Aim of the exercise –
Return every entry in full, with no alterations.

Records for processing –
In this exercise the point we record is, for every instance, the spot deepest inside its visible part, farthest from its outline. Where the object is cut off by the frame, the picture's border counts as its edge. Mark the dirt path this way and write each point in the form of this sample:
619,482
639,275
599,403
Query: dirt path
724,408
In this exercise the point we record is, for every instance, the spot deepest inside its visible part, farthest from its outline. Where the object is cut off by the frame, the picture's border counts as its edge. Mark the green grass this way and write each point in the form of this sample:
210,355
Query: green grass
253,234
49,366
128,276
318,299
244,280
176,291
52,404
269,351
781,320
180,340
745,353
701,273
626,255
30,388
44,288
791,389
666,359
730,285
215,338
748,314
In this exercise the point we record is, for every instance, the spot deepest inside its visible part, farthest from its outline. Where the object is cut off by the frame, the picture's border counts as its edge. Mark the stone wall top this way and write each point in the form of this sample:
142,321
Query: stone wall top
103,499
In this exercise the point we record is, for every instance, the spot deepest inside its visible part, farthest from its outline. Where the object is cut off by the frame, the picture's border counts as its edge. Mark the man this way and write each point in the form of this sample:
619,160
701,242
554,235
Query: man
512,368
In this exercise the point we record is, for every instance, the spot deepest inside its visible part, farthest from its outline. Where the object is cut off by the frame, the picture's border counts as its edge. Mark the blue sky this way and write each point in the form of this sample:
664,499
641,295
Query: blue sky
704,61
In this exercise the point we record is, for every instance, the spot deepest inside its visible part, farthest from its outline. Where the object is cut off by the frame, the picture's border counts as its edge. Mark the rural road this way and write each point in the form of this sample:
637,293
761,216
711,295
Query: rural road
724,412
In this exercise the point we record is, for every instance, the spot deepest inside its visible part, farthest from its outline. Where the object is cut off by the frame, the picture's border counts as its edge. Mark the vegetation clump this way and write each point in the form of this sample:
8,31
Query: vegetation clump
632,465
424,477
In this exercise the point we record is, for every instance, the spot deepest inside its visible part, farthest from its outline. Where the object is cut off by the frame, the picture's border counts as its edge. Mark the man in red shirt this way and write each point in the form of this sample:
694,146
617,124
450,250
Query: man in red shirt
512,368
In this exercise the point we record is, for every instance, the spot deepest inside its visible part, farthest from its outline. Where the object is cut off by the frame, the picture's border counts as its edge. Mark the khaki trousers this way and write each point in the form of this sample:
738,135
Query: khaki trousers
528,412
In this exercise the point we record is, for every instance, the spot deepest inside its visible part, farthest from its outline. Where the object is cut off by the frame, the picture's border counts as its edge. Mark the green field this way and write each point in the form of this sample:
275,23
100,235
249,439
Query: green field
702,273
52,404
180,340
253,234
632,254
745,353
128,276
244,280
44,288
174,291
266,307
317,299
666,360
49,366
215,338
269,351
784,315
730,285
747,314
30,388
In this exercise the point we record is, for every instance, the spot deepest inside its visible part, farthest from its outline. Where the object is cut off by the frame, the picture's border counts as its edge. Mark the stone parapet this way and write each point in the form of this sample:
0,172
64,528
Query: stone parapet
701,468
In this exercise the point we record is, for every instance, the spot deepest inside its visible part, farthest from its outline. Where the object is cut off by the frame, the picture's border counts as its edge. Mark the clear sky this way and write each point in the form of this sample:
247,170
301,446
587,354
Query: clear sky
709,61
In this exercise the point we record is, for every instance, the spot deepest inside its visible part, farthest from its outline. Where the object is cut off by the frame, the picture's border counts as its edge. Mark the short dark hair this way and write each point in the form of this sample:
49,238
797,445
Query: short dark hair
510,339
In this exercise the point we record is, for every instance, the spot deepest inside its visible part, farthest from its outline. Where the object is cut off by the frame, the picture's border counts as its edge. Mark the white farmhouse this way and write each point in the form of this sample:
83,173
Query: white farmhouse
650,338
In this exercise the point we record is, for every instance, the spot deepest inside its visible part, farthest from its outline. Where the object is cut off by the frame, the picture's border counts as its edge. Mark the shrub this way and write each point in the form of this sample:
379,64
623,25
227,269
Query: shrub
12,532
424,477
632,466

Written solution –
In this exercise the point we record is, for every instance, the spot deepest inside its visible part, farthest from its outline. Where the object is cut off by the frame, the picture's border counts as its edge. Mark the dirt path this way and write each point in the form of this sample:
619,482
639,275
599,403
Query: dirt path
724,408
In this exercise the point we record is, for every instance, the spot deepest inside its visible part, farthest from its outline. Where the object is cut off by the frame, the picture's border counts as its edge. Mark the green grass this way and write each point in the form of this sample:
210,355
Query: green grass
253,234
49,366
128,276
318,299
244,280
176,291
52,404
269,351
781,320
180,340
745,353
701,273
626,255
30,388
44,288
791,389
666,359
730,285
215,338
748,314
In this exercise the point we record is, for every instance, the spot deepest inside its visible part, farthest from its outline. Where the object is cut off by the frame, the picture's border counts as its edge. Mark the stone wall top this way and write each point in the form of this sample:
142,321
Query: stone wall top
103,499
In this exercise the point we record is, for every instance, the spot deepest inside its visible part, farthest from its outline. Where the object is cut off by the frame, the picture's border counts as its edge. Mark the man this way and write each point in the form of this sample:
619,160
701,242
554,235
Query: man
512,368
In this exercise the point we record is, for every instance, the spot deepest inside its visible part, farthest from its outline. Where the object is cut off by the frame, the picture's border counts as its edge. Mark the blue sky this way and write each point in the form of this sample:
664,499
641,295
Query: blue sky
704,61
In this exercise the point we record is, for every instance, the spot deepest inside its visible part, farthest from its outline. Where the object is cut off by the frame, the picture's border counts as its edge. Mark the rural road this way and write each point in the form of this sample:
637,293
761,216
711,295
Query: rural road
724,412
In this exercise the point we record is, for every instance, the spot deepest inside its visible part, farthest from its outline. Where the object is cut off by the frame, the picture's border counts as its edge. Mark the vegetation clump this way and write each point in the form of this sample:
8,31
Query: vegetation clump
632,465
424,477
In this exercise the point we record is, for every instance, the spot deepest inside its visible part, farthest from its outline. Where the object is cut off by the frame, the picture's border counts as its edge. Mark the man in red shirt this way and write each point in the form of this sample:
694,146
617,124
450,250
Query: man in red shirt
512,368
In this exercise the point we record is, for every instance, the spot deepest inside its visible part, farthest from its outline. Where the object is cut off by the frame, the picture's border counts as its edge. Mark the khaki trousers this way and write each point in the form of this sample:
738,135
Query: khaki trousers
528,412
In this exercise the point we record is, for every instance, the spot deepest inside its visible part, farthest from its outline. Where the object is cut off by the frame, the picture's border counts as its edge. Mark the green field this way and write each point in the form of this sample:
275,23
100,235
249,439
Query: green field
702,273
52,404
180,340
253,234
632,254
745,353
128,276
244,280
44,288
174,291
266,307
317,299
666,360
49,366
215,338
269,351
784,315
730,285
747,314
30,388
In this exercise the point we record is, for every instance, the spot deepest inside its visible part, farthest from its outline. Where the object is cut off by the frame, the picture's border counts as its edge. Mark the stone parapet this way and write each point in the form of this sample:
0,172
64,528
Query: stone parapet
701,468
In this exercise the point we record is, for every instance, the spot deepest inside its visible part, farthest from its outline. Where the object is cut off by the frame, the picture's border counts as its edge. Mark the clear sky this way and write each point in the form of this sample:
247,170
301,446
587,354
Query: clear sky
709,61
In this exercise the point we record is, for every instance, the spot deepest inside its visible part, farthest from its outline. Where the object is cut off by the frame, the picture's border counts as its edge. Mark the short dark hair this way and write each point in the form of this sample:
49,238
797,445
Query: short dark hair
510,339
In this exercise the point we record is, for every instance, the spot deepest inside its visible part, farthest from its outline. Where the object is cut off by the frame, the picture's border counts as its edge. Mark the white farmhouse this way and write each point in the form of this sample:
83,173
Query: white farmhouse
650,338
In this exercise the point we record is, for every instance, the spot deepest inside its visible part, farthest from its outline. Where the object is cut off by the frame, the picture's border counts as its edge. Mark the shrub this way and write each point in the form of this sample:
379,64
623,25
227,269
Query: shrub
12,532
424,477
632,466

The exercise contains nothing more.